**TEXT PROVIDED**
Stares offers a timely, much needed antidote to a more turbulent world: a comprehensive strategy, drawing on all aspects of American power, to prevent conflict and advance U.S. interests without draining our human or financial resources. Far from disengaging America from the world, Stares rightly advocates greater but smarter engagement. His book is a compelling argument that strength and wisdom must be flip sides of the same foreign policy coin.

Tony Blinken, former U.S. Deputy Secretary of State

An erudite, elegant, extremely well informed, and very thoughtful explanation of current American grand strategy, this book provides specific, finite, and feasible recommendations for improving the U.S. government’s ability to anticipate and manage the latent risks of war.

Michael O’Hanlon, Senior Fellow, Brookings Institution

The liberal international order as we know it is in retreat. The rise of Russia and China, combined with America’s pullback and the uneven progress of globalization, have all shaken the foundations of our global political system—but as Paul B. Stares rightly points out, that doesn’t mean all is lost. If Americans and/or members of the Trump administration still harbor hope of keeping any semblance of U.S. primacy intact, Stares’ book is a good place to start.

Ian Bremmer, President and Founder, Eurasia Group

National security officials often prepare to fight the last war. In Preventive Engagement, Stares argues for doing more to prevent the next one. In an era when the United States is overcommitted and tensions are multiplying, learning to anticipate and head off trouble makes eminent good sense. Readers may not agree with all of Stares’ recommendations, but his systematic, lucid, and forward-looking perspective is a valuable contribution to the broader debate on America’s role in the world.

Stephen Walt, Robert and Renée Belfer Professor of International Affairs, Harvard University

Stares offers an optimistic—yet realistic and pragmatic—plan for using all elements of national power to better anticipate and mitigate global problems before they become unmanageable.

Peter Feaver, Professor of Political Science and Public Policy, Duke University

Preventive Engagement is a tonic for these times of potentially profound changes and rising anxiety about the durability of the current international order. Stares offers a convincing, very practical long-term strategy for preventing and mitigating the kind of global conflict that could otherwise engulf the United States and its allies, with an emphasis on reducing costly military action. Stares seeks to make prevention as much a cornerstone of foreign policy as it is of medicine.

**Stored entries**
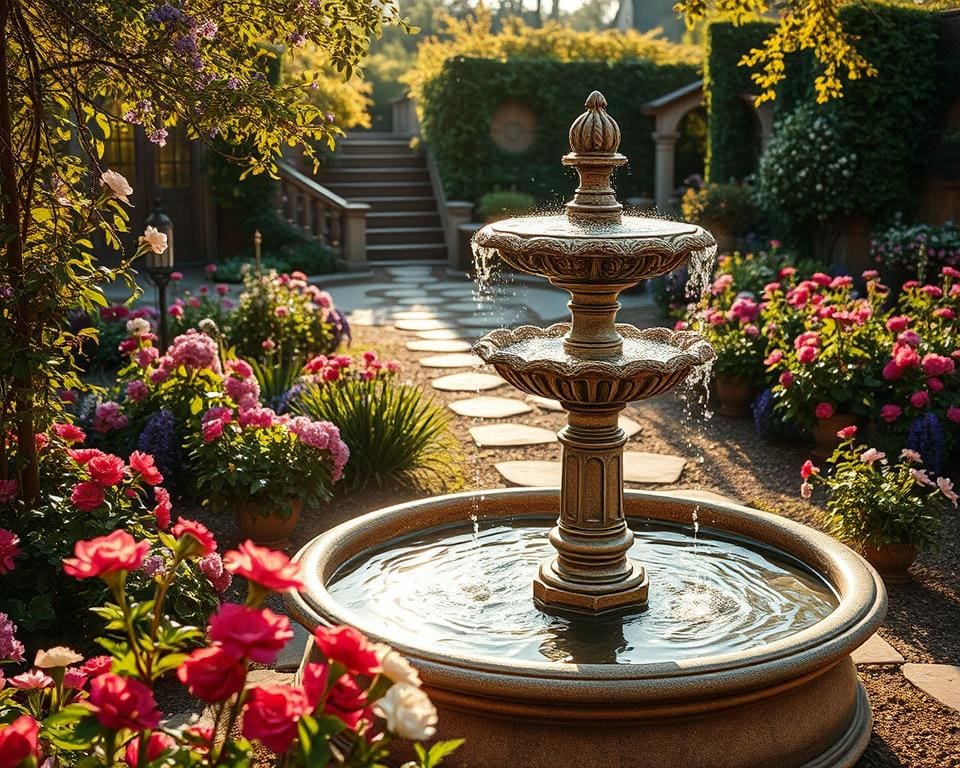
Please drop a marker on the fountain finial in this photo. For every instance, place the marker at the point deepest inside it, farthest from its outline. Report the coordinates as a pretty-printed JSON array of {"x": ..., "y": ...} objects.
[{"x": 594, "y": 140}]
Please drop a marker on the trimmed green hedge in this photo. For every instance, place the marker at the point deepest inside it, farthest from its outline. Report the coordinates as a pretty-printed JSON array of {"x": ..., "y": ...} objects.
[
  {"x": 458, "y": 105},
  {"x": 890, "y": 121}
]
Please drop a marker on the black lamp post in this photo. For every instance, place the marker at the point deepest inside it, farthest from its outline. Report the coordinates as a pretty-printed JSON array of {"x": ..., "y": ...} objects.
[{"x": 160, "y": 266}]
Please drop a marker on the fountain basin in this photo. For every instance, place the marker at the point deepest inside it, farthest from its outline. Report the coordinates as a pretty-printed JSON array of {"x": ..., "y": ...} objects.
[
  {"x": 792, "y": 702},
  {"x": 604, "y": 253},
  {"x": 652, "y": 361}
]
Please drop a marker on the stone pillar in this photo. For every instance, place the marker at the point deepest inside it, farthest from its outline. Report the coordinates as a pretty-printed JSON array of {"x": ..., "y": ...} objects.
[
  {"x": 355, "y": 236},
  {"x": 666, "y": 145}
]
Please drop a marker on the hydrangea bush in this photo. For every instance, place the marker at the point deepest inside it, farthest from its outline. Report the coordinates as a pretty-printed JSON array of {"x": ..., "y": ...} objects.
[{"x": 352, "y": 701}]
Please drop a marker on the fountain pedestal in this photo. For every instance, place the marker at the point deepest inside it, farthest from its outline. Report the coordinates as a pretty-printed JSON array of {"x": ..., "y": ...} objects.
[{"x": 588, "y": 369}]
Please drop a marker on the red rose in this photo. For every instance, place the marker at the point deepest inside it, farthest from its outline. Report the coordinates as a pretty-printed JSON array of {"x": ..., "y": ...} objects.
[
  {"x": 83, "y": 455},
  {"x": 348, "y": 701},
  {"x": 204, "y": 541},
  {"x": 314, "y": 681},
  {"x": 69, "y": 433},
  {"x": 254, "y": 633},
  {"x": 106, "y": 469},
  {"x": 349, "y": 647},
  {"x": 122, "y": 702},
  {"x": 211, "y": 674},
  {"x": 18, "y": 741},
  {"x": 86, "y": 496},
  {"x": 271, "y": 714},
  {"x": 156, "y": 745},
  {"x": 270, "y": 569},
  {"x": 118, "y": 551},
  {"x": 146, "y": 467}
]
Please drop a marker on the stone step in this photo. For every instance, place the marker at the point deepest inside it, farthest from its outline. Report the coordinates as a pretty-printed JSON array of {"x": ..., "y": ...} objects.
[
  {"x": 388, "y": 175},
  {"x": 403, "y": 219},
  {"x": 398, "y": 235},
  {"x": 398, "y": 203},
  {"x": 375, "y": 160},
  {"x": 359, "y": 189},
  {"x": 407, "y": 251}
]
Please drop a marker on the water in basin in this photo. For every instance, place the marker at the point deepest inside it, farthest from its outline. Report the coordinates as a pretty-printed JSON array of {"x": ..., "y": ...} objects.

**PROBLEM TO SOLVE**
Copy the passage of the book endorsements from "Stares offers an" up to and including "is of medicine.", word for word.

**ANSWER BELOW**
Stares offers an optimistic—yet realistic and pragmatic—plan for using all elements of national power to better anticipate and mitigate global problems before they become unmanageable.

Peter Feaver, Professor of Political Science and Public Policy, Duke University

Preventive Engagement is a tonic for these times of potentially profound changes and rising anxiety about the durability of the current international order. Stares offers a convincing, very practical long-term strategy for preventing and mitigating the kind of global conflict that could otherwise engulf the United States and its allies, with an emphasis on reducing costly military action. Stares seeks to make prevention as much a cornerstone of foreign policy as it is of medicine.